— START PAGE —
The greatest wealth transfer in history will create extensive opportunities for nonprofit agencies, according to an in-depth study by the Center on Wealth and Philanthropy at Boston College. This potential and historic transfer of wealth has been a topic in the third sector for a good long while. Continuing research on this topic should at the very least serve as a call for nonprofit leaders to consider how their development programs are positioned to benefit.
The greatest wealth transfer in history is underway, according to a new report.
A study from the Boston College Center on Wealth and Philanthropy projects that $59 trillion is expected to be passed down to heirs, charities and taxes between 2007 and 2061.
The study said heirs will receive $36 trillion over that period, while federal estate taxes will receive $5.6 trillion.
Total gifts to charity during the period of the study are expected to be more than $27 trillion, which includes sums from final estates (with no surviving spouse) as well as total lifetime giving.
The study assumes economic growth rates of 2 percent and the extension of current tax provisions. If the economy grows at 3 percent a year, charitable giving could reach $40 trillion, according to the study.
— END PAGE —
— START RECORDS FOR THIS EXERCISE —
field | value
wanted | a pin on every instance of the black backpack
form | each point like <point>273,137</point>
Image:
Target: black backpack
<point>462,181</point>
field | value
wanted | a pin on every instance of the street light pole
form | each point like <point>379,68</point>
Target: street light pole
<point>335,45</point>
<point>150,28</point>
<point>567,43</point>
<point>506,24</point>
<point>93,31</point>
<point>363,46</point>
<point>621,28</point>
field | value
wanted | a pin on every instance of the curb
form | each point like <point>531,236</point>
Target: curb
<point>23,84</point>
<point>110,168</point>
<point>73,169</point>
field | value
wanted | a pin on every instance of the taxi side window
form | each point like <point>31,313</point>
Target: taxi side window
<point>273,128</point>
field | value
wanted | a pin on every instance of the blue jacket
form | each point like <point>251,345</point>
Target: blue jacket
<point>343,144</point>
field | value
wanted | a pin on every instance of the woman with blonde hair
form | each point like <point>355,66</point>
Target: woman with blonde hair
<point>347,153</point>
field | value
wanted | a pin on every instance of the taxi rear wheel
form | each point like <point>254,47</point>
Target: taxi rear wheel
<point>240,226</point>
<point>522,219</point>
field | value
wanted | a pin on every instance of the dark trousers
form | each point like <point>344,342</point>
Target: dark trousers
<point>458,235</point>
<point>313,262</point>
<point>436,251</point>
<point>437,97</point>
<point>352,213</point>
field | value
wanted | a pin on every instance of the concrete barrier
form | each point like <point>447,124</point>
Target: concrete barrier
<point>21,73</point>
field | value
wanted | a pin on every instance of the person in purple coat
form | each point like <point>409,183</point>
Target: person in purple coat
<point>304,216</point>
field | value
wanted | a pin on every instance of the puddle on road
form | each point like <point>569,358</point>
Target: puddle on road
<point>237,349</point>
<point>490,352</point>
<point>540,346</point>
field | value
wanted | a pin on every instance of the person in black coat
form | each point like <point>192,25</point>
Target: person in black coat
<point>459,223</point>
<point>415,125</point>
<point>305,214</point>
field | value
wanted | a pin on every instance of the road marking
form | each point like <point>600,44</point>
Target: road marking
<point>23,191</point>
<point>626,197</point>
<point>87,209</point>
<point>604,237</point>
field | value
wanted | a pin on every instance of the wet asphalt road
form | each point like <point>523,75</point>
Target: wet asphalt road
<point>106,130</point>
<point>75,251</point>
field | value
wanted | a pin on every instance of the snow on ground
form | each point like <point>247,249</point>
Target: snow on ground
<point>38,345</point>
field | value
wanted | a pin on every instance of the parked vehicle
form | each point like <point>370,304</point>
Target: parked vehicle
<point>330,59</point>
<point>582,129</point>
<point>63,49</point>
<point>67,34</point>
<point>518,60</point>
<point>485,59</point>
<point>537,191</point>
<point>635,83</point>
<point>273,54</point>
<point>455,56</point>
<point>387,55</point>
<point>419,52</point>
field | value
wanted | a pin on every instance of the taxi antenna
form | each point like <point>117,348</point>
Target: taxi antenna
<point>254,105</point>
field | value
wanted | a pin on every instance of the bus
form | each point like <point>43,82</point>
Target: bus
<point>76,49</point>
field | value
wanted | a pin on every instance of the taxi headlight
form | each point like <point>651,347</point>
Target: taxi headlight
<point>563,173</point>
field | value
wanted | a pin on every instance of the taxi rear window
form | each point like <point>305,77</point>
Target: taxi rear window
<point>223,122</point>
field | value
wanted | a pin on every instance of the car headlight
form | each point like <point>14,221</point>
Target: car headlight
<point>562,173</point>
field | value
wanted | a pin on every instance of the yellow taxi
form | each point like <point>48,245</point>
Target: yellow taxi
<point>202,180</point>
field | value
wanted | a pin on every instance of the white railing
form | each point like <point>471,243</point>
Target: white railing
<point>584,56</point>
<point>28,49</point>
— END RECORDS FOR THIS EXERCISE —
§ GIVEN PROBLEM 1
Reproduce the records verbatim, beginning at their first line and stopping after the line that contains "<point>273,128</point>".
§ GIVEN PROBLEM 2
Proceed with the text on the Boston College wealth transfer study, picking up after its final sentence.

§ EXERCISE ANSWER 1
field | value
wanted | a pin on every instance of the black backpack
form | each point like <point>273,137</point>
Image:
Target: black backpack
<point>462,181</point>
field | value
wanted | a pin on every instance of the street light pole
form | each point like <point>379,68</point>
Target: street light pole
<point>335,45</point>
<point>150,28</point>
<point>567,43</point>
<point>506,24</point>
<point>93,31</point>
<point>363,46</point>
<point>621,28</point>
field | value
wanted | a pin on every instance of the curb
form | each point like <point>531,236</point>
Target: curb
<point>23,84</point>
<point>110,168</point>
<point>73,169</point>
field | value
wanted | a pin on every instance of the taxi side window
form | each point like <point>31,313</point>
Target: taxi side window
<point>273,128</point>

§ EXERCISE ANSWER 2
“The estimates of wealth and philanthropy we highlight in the report are conservative and probably represent the floor rather than the ceiling of what is in store for philanthropic giving,” said Paul Schervish, director of the Center on Wealth and Philanthropy. “The most important finding in the study is the continued abundant and growing financial capacity for philanthropy.”
The estimate marks a big increase from Schervish’s previous projection and is likely to spark new debate. In 1999, Schervish co-authored a study with John J. Havens predicting that between 1998 and 2052, at least $41 trillion would be passed down. The number was hailed by many in wealth management and philanthropy circles, but greeted with skepticism by others.
Michael J. Weiss wrote in Ad Age that the “impending generational transfer of wealth in America may be more myth than reality” because of a weak economy, sputtering stock market and faltering Social Security system.
Russell N. James III penned a critique in the American Review of Public Administration called “The Myth of the Coming Charitable Windfall,” saying that estate gifts are largely offset by a reduction in current giving.
An analysis done by Edward Wolff at New York University and Maury Gittleman at the U.S. Bureau of Labor Statistics in 2011 found that “there is little evidence of an inheritance ‘boom.'” In fact, between 1989 to 2007, the share of households reporting a wealth transfer fell by 2.5 percentage points.
Of course, the future will tell. But so far, forecasts of a giant wealth cascade to heirs and charity have yet to materialize.
—By CNBC’s Robert Frank.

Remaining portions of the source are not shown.